======== Data extract ========

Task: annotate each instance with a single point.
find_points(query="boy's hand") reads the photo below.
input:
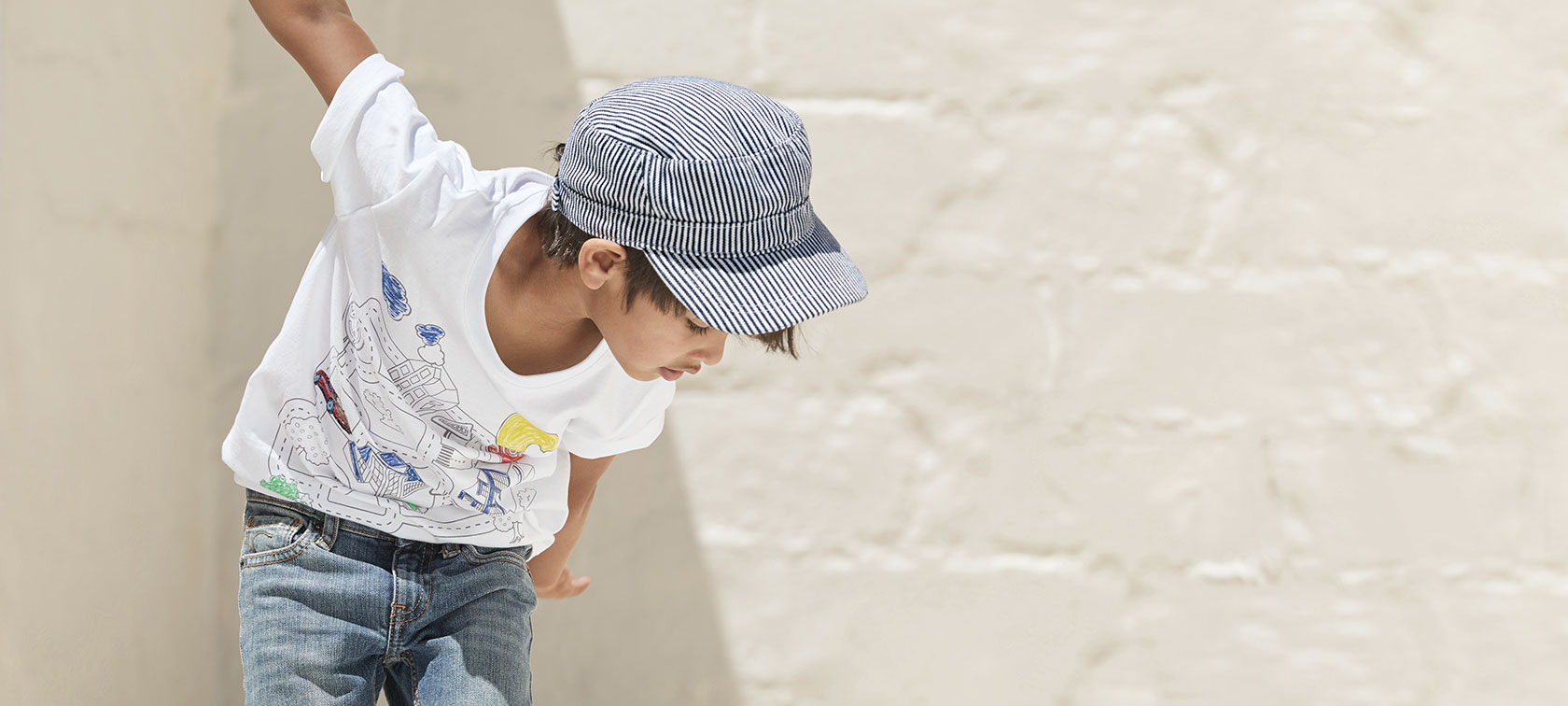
(565, 586)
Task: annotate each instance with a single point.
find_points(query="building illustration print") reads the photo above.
(391, 424)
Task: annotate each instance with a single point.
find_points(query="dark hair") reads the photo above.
(562, 240)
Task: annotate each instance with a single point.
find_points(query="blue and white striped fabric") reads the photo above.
(710, 181)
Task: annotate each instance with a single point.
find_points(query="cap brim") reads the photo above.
(765, 290)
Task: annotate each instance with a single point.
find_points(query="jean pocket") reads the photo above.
(480, 556)
(274, 532)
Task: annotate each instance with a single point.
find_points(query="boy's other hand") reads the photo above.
(565, 586)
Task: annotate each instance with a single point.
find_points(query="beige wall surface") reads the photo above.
(1212, 357)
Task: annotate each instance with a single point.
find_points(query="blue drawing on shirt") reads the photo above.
(490, 488)
(397, 299)
(430, 332)
(385, 471)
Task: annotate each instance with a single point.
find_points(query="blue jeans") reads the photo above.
(333, 609)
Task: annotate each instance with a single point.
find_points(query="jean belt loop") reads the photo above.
(328, 530)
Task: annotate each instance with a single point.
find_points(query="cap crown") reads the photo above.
(687, 165)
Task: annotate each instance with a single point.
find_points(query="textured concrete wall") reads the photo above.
(1212, 353)
(107, 210)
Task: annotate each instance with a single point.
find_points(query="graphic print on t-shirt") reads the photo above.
(389, 426)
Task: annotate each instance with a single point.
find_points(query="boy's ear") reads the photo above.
(599, 261)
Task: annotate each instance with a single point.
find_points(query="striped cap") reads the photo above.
(710, 181)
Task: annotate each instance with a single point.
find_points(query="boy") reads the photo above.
(468, 350)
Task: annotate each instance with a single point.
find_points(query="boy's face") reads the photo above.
(647, 343)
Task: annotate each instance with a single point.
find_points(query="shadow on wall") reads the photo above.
(496, 78)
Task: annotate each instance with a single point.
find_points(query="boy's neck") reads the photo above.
(535, 309)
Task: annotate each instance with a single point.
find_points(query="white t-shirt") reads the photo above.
(383, 399)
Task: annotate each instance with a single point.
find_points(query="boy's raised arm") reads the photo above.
(320, 35)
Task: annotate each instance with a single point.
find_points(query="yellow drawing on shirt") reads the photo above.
(516, 433)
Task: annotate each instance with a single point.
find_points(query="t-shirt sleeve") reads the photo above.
(373, 142)
(618, 429)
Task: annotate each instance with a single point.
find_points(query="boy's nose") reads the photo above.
(714, 350)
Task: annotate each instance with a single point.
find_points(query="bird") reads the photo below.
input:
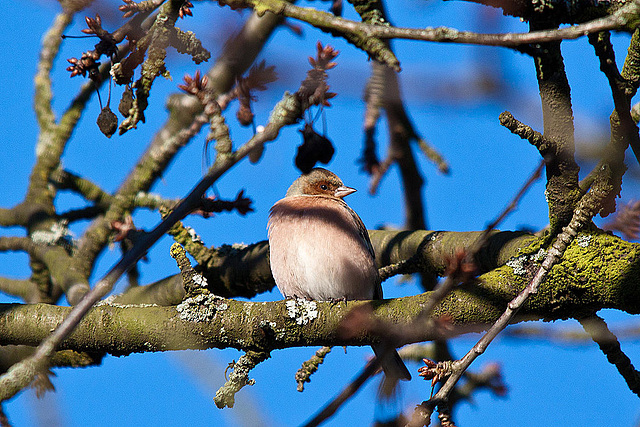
(319, 249)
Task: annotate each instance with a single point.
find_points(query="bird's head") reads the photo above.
(319, 182)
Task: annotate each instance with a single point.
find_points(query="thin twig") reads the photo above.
(371, 368)
(597, 328)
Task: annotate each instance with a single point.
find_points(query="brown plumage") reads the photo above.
(320, 249)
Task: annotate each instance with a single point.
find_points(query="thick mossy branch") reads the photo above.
(243, 270)
(562, 191)
(598, 271)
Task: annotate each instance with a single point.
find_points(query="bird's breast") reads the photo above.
(317, 252)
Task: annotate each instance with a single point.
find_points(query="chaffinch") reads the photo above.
(320, 249)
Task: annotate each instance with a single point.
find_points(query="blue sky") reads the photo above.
(549, 383)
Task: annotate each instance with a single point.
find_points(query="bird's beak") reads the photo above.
(343, 190)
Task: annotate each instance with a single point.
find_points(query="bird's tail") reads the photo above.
(392, 365)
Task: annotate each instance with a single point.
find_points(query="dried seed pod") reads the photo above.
(314, 148)
(107, 122)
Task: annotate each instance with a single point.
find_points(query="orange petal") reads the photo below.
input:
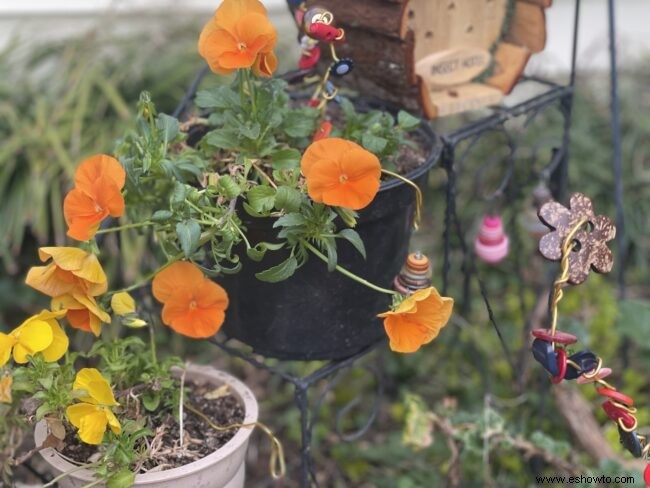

========

> **To do**: Report every line of the entries that carries the word "below".

> **Answer space**:
find_points(query="boy's hand") reads the photo below.
find_points(query="bird") reads the photo below.
find_points(query="orange petal") reads the photo below.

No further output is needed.